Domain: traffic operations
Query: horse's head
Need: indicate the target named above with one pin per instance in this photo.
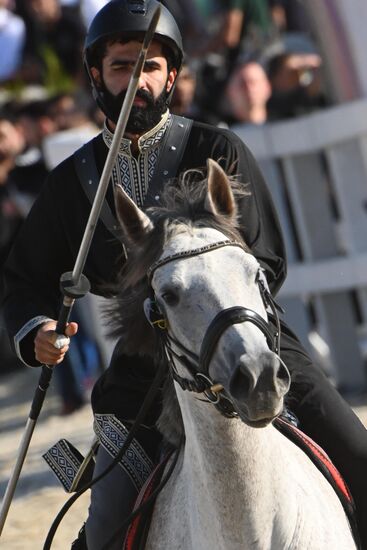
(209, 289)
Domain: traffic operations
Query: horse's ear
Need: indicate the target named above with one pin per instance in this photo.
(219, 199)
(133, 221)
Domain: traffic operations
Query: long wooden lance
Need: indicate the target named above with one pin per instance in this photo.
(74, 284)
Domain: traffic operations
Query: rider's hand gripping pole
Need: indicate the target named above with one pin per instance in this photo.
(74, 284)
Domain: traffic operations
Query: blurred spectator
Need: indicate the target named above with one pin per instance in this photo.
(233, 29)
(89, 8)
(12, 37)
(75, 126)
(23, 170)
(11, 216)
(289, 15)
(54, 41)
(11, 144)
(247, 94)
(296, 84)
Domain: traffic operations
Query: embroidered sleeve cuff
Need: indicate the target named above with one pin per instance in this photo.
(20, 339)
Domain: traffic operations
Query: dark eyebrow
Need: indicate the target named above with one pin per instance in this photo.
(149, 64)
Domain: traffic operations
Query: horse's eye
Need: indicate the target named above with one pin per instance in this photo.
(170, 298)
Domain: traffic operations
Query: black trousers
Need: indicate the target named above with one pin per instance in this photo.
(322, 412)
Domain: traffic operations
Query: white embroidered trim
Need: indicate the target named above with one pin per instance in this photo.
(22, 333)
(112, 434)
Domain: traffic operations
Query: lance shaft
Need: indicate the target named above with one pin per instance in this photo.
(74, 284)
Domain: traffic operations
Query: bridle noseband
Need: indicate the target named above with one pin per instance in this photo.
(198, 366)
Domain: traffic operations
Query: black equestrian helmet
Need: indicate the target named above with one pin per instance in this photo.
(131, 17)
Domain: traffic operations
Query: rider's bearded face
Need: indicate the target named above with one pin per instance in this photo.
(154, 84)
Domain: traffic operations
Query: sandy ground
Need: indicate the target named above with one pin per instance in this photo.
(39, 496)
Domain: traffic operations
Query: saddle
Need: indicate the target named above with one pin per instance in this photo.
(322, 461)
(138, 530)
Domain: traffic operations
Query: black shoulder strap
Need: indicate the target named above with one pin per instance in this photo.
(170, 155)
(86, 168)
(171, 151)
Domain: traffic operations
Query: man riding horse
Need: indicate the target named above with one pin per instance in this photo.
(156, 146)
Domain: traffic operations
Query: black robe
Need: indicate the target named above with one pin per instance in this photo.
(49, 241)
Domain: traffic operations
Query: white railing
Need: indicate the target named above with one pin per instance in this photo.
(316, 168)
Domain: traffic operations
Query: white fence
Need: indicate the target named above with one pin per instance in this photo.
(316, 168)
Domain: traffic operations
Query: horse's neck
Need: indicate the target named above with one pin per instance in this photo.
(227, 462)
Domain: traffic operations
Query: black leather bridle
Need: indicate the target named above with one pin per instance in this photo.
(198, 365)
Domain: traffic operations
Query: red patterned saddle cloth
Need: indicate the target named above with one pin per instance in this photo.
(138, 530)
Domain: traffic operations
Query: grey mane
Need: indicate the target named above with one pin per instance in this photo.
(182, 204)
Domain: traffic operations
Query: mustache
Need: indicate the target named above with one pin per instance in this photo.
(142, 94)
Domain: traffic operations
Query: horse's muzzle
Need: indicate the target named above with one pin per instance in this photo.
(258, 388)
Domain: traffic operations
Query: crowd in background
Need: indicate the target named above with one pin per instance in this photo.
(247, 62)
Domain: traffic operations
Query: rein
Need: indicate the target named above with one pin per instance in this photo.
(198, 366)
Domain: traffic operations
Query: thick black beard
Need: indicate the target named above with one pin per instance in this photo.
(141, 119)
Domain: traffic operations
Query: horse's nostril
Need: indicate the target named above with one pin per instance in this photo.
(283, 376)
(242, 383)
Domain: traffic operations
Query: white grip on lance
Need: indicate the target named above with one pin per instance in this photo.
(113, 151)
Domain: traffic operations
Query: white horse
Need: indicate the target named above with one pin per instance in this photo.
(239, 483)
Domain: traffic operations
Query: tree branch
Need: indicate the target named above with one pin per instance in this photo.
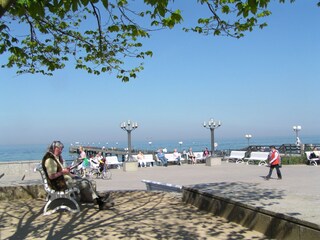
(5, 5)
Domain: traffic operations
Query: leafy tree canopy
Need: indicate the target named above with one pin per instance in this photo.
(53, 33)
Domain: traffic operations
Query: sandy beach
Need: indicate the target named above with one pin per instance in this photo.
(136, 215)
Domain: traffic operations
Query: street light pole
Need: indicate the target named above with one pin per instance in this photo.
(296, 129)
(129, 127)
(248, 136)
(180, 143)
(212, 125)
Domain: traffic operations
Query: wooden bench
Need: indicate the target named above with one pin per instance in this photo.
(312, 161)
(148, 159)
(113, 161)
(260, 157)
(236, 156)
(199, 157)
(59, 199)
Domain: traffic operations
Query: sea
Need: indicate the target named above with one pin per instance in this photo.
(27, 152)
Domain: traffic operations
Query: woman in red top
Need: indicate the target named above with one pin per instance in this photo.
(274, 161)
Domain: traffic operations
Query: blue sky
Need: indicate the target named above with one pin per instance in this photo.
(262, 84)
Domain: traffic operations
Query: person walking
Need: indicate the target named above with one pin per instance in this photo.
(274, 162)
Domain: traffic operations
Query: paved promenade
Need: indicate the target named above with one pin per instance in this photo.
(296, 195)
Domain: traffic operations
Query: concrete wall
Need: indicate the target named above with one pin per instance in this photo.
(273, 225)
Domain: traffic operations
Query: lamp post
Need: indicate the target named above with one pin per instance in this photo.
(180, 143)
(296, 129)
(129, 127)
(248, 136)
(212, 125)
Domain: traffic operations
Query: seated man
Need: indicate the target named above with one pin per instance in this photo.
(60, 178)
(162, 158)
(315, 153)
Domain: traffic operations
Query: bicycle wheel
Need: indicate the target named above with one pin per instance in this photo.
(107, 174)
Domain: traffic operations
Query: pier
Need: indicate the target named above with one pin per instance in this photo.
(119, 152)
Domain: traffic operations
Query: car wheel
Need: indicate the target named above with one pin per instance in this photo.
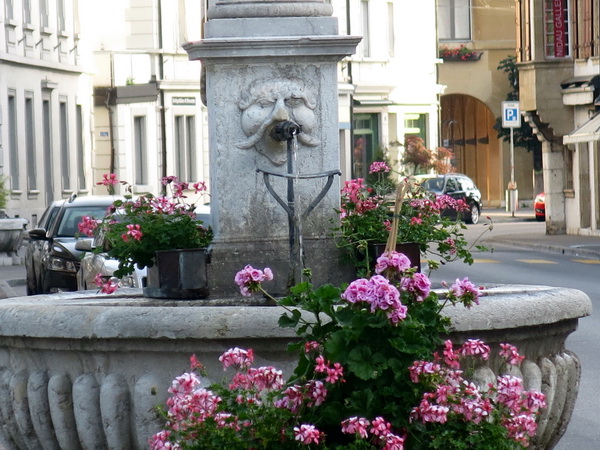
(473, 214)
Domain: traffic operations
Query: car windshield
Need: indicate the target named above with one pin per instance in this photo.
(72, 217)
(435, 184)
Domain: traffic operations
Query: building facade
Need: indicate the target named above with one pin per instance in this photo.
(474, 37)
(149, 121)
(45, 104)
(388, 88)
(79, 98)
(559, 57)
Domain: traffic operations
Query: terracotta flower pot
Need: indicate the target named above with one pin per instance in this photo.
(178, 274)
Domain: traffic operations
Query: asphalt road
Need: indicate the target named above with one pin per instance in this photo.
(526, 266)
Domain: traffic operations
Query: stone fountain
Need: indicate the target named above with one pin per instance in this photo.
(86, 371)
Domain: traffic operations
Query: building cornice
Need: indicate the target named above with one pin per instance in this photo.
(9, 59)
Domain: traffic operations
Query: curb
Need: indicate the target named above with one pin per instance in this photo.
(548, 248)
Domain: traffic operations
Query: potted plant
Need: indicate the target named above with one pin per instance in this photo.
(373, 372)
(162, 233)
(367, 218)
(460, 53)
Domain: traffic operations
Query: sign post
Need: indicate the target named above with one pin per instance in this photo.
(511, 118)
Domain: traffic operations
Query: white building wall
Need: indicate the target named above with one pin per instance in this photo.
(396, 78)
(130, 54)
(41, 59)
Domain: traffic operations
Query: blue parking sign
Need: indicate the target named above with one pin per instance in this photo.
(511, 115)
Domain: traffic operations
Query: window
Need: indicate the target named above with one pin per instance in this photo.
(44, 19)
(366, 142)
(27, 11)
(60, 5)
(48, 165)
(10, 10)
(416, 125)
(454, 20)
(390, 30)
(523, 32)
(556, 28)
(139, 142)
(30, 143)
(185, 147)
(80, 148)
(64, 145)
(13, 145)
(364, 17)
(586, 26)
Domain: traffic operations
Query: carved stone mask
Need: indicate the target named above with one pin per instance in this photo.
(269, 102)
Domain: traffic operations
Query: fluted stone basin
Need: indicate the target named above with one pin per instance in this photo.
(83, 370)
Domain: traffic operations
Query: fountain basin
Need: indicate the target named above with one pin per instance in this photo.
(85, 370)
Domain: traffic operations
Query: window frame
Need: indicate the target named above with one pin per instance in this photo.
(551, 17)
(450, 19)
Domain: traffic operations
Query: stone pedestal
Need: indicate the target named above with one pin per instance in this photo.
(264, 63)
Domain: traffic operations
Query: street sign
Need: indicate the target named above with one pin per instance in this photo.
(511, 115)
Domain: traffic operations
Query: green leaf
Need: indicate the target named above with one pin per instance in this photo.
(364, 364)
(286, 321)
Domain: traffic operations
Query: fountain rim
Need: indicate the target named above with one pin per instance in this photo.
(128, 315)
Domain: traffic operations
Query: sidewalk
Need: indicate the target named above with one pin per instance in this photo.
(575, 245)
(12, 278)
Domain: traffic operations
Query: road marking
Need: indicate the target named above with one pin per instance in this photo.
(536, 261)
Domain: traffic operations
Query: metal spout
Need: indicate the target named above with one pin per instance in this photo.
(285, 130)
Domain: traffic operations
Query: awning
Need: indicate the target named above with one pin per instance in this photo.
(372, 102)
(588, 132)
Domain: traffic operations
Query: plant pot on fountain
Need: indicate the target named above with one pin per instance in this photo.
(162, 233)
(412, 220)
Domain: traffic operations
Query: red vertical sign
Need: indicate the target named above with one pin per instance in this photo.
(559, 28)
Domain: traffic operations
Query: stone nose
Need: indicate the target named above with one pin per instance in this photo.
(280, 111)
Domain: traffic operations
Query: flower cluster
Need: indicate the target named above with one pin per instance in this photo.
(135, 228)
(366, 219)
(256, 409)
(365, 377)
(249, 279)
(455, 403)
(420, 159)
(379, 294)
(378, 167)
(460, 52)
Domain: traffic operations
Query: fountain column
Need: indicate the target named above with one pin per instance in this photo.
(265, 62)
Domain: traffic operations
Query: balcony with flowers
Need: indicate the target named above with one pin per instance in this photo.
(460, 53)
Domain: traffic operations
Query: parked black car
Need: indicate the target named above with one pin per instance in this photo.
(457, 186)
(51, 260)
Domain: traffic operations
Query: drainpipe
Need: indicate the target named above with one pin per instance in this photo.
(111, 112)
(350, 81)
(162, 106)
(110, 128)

-=-=-

*SET EXERCISE*: List every line of the listing above that contains the word "street".

*COMPLETED EXERCISE*:
Query: street light pole
Query: street sign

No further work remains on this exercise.